Entries:
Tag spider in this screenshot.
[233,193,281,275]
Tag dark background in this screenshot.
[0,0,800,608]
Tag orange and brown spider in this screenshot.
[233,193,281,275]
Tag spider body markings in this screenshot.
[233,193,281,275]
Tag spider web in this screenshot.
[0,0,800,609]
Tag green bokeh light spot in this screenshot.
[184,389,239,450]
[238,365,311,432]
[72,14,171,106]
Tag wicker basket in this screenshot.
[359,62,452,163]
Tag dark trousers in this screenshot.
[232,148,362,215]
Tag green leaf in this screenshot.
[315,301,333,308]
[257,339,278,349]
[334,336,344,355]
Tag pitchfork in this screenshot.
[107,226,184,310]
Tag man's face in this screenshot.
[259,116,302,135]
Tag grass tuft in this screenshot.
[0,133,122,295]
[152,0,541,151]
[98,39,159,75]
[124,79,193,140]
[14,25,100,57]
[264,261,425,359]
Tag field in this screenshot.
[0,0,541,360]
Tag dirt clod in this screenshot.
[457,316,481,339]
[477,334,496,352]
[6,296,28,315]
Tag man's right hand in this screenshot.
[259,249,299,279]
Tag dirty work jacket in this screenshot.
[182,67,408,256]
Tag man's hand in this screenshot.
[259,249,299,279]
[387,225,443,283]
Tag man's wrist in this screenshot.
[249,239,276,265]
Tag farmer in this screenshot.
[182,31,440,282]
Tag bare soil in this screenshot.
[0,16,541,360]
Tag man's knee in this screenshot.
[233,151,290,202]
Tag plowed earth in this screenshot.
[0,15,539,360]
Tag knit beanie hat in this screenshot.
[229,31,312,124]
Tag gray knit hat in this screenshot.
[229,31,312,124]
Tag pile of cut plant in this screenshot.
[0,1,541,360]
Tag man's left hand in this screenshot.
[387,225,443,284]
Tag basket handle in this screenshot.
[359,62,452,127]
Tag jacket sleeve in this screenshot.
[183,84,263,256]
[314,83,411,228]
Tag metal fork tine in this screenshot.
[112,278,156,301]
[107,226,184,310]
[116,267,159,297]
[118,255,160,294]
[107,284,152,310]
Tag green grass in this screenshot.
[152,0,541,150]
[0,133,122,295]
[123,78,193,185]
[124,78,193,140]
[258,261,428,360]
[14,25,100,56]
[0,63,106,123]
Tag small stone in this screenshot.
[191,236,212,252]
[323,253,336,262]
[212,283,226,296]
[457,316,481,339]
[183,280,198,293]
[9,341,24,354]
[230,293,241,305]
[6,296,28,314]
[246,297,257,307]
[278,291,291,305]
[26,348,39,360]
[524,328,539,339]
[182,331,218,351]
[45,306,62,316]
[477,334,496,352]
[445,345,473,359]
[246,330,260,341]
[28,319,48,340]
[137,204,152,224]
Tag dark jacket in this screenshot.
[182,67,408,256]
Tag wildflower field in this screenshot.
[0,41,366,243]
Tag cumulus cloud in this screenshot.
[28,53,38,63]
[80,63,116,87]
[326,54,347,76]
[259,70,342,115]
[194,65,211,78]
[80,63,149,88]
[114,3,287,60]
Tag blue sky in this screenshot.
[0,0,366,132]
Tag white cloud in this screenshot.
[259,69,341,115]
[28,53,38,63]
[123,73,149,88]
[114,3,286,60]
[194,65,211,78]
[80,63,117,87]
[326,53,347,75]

Problem statement: Reproduce all of the rows above verbatim, changing nothing.

The output:
Tag spider in this screenshot.
[233,193,281,275]
Tag dark background in this screenshot.
[0,0,800,608]
Tag orange and brown spider in this screenshot.
[233,193,281,275]
Tag spider body markings in this screenshot.
[233,193,281,275]
Tag spider web in this screenshot.
[0,0,800,609]
Tag green bokeh light spot in this screenshot.
[184,389,239,450]
[238,365,311,432]
[72,14,171,106]
Tag wicker basket in this screenshot.
[359,62,452,163]
Tag dark trousers in this screenshot.
[232,148,362,215]
Tag green leaf in this screenshot.
[315,301,333,308]
[257,339,278,349]
[334,336,344,355]
Tag pitchfork in this screenshot.
[107,226,184,310]
Tag man's face in this screenshot.
[259,116,302,135]
Tag grass tuft in this screenshot.
[0,133,122,295]
[152,0,541,151]
[98,39,159,75]
[124,79,193,140]
[14,25,100,57]
[264,261,425,359]
Tag field in this screenshot.
[0,0,541,360]
Tag dirt clod in this screenshot.
[457,316,481,339]
[477,334,496,352]
[6,296,28,315]
Tag man's right hand in this screenshot.
[259,249,299,279]
Tag dirty work jacket in this screenshot.
[182,67,408,256]
Tag man's hand in this screenshot.
[259,249,299,279]
[387,225,443,283]
Tag man's wrist in this screenshot.
[249,239,276,265]
Tag farmer in this screenshot.
[182,31,440,282]
Tag bare soil in this screenshot.
[0,16,541,360]
Tag man's knee in this screenshot.
[233,151,290,202]
Tag plowed earth in this screenshot.
[0,15,539,360]
Tag knit beanie hat in this screenshot.
[229,31,312,124]
Tag gray knit hat in this screenshot.
[229,31,312,124]
Tag pile of cut plant in this screenshot.
[0,1,541,360]
Tag man's left hand in this screenshot.
[387,225,443,284]
Tag basket handle in this screenshot.
[359,62,452,127]
Tag jacket sleeve in this screenshot.
[183,84,263,256]
[314,83,411,228]
Tag metal fork tine in this screenshot.
[112,278,156,301]
[107,226,184,310]
[116,267,159,297]
[118,255,160,294]
[107,284,152,310]
Tag green grass in this screenshot.
[152,0,541,150]
[0,133,122,295]
[123,78,193,185]
[124,78,193,140]
[258,261,428,360]
[14,25,100,56]
[0,63,106,123]
Tag small stone in this screenshot.
[191,236,212,252]
[323,253,336,262]
[212,283,226,296]
[457,316,481,339]
[183,280,198,293]
[9,341,24,354]
[230,293,241,305]
[6,296,28,314]
[246,297,257,307]
[278,291,291,305]
[26,348,39,360]
[524,328,539,339]
[182,331,218,351]
[45,306,62,316]
[477,334,496,352]
[445,345,473,359]
[246,330,260,341]
[28,319,48,340]
[137,204,152,224]
Tag dark jacket in this screenshot.
[182,67,408,256]
Tag wildflower field in this screenshot.
[0,41,366,243]
Tag cumulus cloud in this screenshot.
[28,53,38,63]
[80,63,116,87]
[326,54,347,76]
[259,70,342,115]
[194,65,211,78]
[80,63,149,88]
[114,3,287,60]
Tag blue sky in this screenshot.
[0,0,366,132]
Tag white cloud in this screenshot.
[259,69,341,115]
[28,53,38,63]
[123,73,149,88]
[114,3,286,60]
[194,65,211,78]
[80,63,117,87]
[326,53,347,75]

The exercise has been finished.